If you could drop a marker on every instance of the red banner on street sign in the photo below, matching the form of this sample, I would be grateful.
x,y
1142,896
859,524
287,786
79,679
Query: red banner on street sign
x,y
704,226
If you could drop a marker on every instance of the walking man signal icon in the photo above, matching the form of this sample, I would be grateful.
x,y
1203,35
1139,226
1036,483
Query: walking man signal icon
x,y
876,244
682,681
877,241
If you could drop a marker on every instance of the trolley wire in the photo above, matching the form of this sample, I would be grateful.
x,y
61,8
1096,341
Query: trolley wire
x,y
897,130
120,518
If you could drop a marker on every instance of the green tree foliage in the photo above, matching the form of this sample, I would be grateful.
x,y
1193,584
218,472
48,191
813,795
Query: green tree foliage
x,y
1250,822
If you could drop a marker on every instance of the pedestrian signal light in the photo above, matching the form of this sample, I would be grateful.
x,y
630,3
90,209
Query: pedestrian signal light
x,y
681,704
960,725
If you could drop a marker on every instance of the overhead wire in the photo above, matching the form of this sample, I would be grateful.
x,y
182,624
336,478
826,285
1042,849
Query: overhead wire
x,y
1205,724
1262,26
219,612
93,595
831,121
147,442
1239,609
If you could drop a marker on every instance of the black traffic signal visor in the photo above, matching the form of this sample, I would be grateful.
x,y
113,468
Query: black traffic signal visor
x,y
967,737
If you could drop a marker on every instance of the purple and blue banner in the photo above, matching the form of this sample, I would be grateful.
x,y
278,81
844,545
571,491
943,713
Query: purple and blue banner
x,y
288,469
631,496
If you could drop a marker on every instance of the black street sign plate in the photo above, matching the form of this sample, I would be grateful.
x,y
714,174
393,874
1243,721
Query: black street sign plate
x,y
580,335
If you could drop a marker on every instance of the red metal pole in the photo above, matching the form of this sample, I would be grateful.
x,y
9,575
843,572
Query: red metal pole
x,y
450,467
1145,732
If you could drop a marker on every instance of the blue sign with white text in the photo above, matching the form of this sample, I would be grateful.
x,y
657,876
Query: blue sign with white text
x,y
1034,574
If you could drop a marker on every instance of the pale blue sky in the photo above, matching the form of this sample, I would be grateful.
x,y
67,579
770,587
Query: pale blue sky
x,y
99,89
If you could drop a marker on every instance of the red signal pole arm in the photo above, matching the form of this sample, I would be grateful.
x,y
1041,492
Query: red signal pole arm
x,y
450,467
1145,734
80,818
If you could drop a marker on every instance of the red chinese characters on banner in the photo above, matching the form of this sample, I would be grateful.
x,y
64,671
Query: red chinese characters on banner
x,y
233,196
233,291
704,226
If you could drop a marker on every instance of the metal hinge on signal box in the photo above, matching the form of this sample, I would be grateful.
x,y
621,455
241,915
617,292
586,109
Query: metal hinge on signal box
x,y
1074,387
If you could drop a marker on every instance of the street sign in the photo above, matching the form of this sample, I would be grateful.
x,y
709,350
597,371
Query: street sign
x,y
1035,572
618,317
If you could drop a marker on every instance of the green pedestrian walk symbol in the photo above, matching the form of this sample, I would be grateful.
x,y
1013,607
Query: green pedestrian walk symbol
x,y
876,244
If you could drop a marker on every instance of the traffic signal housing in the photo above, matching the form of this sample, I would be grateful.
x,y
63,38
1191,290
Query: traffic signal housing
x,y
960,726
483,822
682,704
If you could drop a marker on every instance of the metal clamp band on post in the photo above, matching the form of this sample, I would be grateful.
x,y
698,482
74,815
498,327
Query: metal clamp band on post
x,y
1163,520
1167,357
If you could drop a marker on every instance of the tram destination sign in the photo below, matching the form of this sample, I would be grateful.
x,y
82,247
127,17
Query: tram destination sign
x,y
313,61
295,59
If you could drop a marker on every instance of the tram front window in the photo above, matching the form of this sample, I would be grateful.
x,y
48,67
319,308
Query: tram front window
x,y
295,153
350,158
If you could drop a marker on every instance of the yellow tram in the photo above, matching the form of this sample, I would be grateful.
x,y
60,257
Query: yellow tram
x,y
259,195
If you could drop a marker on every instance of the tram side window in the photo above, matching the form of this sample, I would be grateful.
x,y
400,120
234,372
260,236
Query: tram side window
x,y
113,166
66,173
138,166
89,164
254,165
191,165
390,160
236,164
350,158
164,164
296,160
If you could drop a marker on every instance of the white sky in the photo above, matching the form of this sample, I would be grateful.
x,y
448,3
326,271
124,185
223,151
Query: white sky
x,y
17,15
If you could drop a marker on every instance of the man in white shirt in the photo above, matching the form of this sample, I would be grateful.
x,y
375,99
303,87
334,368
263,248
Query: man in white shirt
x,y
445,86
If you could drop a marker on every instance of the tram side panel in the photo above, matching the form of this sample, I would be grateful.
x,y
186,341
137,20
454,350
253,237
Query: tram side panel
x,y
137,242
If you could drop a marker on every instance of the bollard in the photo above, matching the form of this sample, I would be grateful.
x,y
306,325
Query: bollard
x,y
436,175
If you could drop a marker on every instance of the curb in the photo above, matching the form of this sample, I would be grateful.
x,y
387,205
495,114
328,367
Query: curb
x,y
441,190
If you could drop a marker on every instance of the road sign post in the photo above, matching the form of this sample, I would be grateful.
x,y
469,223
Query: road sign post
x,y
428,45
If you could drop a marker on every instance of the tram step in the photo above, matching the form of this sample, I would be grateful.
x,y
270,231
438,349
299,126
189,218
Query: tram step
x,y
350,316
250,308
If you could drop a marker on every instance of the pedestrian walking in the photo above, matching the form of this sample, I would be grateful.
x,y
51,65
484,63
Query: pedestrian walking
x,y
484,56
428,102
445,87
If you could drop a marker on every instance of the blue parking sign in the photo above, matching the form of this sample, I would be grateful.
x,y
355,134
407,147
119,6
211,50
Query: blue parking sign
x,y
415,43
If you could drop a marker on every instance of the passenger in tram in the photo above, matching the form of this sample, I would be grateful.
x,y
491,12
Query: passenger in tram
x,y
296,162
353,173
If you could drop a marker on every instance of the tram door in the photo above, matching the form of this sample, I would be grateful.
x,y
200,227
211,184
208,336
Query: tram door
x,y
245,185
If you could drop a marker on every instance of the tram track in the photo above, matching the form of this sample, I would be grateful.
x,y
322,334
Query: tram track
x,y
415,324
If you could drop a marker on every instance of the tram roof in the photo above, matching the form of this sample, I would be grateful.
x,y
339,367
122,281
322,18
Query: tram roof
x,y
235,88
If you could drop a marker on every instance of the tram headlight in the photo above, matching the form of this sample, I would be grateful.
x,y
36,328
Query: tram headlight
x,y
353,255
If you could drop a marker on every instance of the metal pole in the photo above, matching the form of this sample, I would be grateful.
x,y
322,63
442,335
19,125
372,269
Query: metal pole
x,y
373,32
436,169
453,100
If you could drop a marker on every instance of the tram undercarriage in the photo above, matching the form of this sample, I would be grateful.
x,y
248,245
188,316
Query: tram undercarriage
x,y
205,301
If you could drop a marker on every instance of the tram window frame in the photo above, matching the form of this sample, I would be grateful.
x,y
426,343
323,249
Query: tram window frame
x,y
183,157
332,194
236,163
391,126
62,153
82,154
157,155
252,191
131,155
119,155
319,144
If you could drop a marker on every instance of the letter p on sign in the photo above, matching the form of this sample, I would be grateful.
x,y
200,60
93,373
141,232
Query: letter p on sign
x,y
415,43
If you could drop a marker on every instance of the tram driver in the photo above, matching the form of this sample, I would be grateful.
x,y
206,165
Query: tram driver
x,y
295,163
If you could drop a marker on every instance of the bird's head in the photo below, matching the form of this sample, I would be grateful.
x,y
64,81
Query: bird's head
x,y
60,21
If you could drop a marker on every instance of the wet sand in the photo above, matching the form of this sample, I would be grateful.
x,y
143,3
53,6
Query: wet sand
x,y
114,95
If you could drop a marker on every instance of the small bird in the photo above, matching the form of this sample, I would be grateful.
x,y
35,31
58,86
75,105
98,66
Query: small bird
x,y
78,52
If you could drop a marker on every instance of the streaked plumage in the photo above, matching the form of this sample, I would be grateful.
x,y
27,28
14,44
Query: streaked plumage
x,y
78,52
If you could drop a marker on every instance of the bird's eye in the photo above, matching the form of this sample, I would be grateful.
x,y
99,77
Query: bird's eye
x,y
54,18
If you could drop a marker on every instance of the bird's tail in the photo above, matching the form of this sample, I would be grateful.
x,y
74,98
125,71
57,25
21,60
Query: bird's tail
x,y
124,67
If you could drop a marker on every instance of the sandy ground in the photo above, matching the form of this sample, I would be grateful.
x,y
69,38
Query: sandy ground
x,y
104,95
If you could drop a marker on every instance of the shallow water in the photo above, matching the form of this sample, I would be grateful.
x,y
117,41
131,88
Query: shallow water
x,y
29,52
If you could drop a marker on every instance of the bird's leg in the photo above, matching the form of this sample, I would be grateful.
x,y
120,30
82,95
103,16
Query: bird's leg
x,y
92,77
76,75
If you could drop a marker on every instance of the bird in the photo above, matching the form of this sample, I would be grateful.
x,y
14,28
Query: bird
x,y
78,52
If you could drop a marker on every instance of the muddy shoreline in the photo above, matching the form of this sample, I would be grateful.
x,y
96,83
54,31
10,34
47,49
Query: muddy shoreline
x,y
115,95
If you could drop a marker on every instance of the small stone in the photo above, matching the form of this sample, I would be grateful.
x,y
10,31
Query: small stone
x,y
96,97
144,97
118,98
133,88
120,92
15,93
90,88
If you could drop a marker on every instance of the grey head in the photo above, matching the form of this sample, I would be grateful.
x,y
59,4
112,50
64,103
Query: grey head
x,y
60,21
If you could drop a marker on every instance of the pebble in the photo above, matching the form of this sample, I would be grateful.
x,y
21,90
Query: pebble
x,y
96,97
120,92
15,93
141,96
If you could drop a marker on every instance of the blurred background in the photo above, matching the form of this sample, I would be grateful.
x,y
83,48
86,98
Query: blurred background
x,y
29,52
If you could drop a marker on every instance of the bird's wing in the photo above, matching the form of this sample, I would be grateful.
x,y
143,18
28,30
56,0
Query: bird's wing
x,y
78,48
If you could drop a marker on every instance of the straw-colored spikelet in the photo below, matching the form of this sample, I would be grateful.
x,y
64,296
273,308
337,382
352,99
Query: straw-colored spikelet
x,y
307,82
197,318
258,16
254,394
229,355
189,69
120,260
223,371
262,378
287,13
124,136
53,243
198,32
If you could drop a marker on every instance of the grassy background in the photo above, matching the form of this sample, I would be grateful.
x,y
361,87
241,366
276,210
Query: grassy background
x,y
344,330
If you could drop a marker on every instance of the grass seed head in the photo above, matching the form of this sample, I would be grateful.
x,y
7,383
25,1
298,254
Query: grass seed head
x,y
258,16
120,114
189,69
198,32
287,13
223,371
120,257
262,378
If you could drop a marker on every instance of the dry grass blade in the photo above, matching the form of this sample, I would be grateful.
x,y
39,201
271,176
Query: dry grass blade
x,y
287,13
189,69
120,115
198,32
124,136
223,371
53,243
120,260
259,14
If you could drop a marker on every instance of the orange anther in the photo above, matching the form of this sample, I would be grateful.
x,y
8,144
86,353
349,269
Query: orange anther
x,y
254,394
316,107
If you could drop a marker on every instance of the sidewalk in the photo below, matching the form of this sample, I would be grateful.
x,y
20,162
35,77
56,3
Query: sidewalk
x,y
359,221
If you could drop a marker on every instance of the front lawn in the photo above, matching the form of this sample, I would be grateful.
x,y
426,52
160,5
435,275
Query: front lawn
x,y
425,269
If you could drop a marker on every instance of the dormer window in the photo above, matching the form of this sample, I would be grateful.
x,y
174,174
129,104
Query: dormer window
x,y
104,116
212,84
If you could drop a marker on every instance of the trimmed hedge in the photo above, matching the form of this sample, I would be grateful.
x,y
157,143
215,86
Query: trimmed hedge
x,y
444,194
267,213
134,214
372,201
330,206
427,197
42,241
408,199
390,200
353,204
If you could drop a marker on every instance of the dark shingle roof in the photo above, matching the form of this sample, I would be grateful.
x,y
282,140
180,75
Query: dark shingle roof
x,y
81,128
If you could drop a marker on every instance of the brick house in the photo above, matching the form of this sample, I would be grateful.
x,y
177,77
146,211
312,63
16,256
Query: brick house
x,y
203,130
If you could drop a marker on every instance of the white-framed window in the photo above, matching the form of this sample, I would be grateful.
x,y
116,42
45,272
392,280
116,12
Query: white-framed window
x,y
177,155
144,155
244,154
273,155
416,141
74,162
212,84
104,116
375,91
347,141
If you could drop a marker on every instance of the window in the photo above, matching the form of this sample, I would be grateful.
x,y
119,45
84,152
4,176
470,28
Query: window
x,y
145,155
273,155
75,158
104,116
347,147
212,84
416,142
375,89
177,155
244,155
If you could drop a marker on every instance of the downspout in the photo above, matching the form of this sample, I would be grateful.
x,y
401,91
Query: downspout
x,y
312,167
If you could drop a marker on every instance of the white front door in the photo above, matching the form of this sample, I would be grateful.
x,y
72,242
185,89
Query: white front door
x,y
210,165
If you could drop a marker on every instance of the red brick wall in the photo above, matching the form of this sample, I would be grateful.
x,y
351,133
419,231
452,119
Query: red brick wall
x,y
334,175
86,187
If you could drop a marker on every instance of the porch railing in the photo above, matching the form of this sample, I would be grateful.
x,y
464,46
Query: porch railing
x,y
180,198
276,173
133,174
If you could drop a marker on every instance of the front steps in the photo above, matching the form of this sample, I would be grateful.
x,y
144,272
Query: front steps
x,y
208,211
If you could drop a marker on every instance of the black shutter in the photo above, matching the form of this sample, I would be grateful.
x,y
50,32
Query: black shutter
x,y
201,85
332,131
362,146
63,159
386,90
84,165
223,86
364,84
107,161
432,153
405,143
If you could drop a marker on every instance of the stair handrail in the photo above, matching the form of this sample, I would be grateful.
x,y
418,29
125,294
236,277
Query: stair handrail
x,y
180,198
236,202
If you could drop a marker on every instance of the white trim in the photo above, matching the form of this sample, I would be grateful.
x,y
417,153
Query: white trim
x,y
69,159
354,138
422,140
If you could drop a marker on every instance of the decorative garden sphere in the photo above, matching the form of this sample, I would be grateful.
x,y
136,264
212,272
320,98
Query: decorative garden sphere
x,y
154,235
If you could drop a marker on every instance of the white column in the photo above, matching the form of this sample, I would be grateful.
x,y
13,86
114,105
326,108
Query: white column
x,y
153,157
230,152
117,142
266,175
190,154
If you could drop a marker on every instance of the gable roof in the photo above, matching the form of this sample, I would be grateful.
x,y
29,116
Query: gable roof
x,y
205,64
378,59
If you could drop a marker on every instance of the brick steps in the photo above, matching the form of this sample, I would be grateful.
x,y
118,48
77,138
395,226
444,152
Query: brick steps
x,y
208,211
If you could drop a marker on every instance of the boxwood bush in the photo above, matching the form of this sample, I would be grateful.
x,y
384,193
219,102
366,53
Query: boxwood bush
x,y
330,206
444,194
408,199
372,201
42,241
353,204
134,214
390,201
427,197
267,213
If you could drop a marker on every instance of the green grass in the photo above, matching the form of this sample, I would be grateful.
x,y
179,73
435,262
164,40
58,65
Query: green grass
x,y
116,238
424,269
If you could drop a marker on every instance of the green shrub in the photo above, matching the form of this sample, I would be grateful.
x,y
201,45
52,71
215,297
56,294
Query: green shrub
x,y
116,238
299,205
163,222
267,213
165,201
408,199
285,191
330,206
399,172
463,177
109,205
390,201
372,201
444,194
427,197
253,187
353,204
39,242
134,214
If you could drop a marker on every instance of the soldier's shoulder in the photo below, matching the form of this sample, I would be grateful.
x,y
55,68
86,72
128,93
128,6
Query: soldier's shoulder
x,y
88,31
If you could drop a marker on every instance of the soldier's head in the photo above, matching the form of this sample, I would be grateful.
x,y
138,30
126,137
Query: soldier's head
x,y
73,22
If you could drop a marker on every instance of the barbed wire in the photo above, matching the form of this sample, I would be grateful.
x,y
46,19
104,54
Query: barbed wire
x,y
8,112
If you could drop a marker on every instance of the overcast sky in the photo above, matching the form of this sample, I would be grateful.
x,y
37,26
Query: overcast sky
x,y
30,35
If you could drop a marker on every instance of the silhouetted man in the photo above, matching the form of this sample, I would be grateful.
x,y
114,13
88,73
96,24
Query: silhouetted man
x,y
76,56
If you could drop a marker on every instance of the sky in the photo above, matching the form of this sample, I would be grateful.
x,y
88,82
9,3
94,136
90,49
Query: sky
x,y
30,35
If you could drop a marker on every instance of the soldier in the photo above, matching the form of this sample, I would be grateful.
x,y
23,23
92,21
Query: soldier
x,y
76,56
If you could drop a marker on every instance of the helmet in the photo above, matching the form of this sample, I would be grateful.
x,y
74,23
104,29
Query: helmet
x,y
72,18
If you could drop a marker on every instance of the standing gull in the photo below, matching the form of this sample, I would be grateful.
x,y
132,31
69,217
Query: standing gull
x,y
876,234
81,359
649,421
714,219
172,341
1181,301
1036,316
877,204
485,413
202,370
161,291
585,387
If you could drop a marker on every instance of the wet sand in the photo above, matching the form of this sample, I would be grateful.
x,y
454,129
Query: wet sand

---

> **Task description**
Put the lines above into a JSON list of strings, one string per line with blank lines left out, starting at the line containing "instance of the sky" and continuing through the final line.

> **Solution for this exercise**
[
  "If you could drop a marker on every instance of the sky in the photo above, matching the form of this sample, I would be grateful.",
  "x,y",
  "88,82",
  "9,3",
  "94,136",
  "90,49",
  "Query: sky",
  "x,y",
  "30,35",
  "If you could drop a marker on every instance of the soldier in the photo above, matching the form of this sample, I would be grateful.",
  "x,y",
  "23,23",
  "92,21",
  "Query: soldier",
  "x,y",
  "76,56",
  "If you could drop a marker on every instance of the helmet in the photo above, matching the form of this sample, I would be grateful.",
  "x,y",
  "74,23",
  "104,29",
  "Query: helmet",
  "x,y",
  "72,18",
  "If you could drop a marker on every instance of the standing gull in the photo below, matching the form of this sample, I would be grateful.",
  "x,y",
  "132,31",
  "69,217",
  "Query: standing gull",
  "x,y",
  "876,234",
  "81,359",
  "649,421",
  "714,219",
  "172,341",
  "1181,301",
  "1036,316",
  "877,204",
  "485,413",
  "202,370",
  "161,291",
  "585,387",
  "If you could drop a marker on every instance of the wet sand in the photo above, matching the form of this sample, I would be grateful.",
  "x,y",
  "454,129",
  "Query: wet sand"
]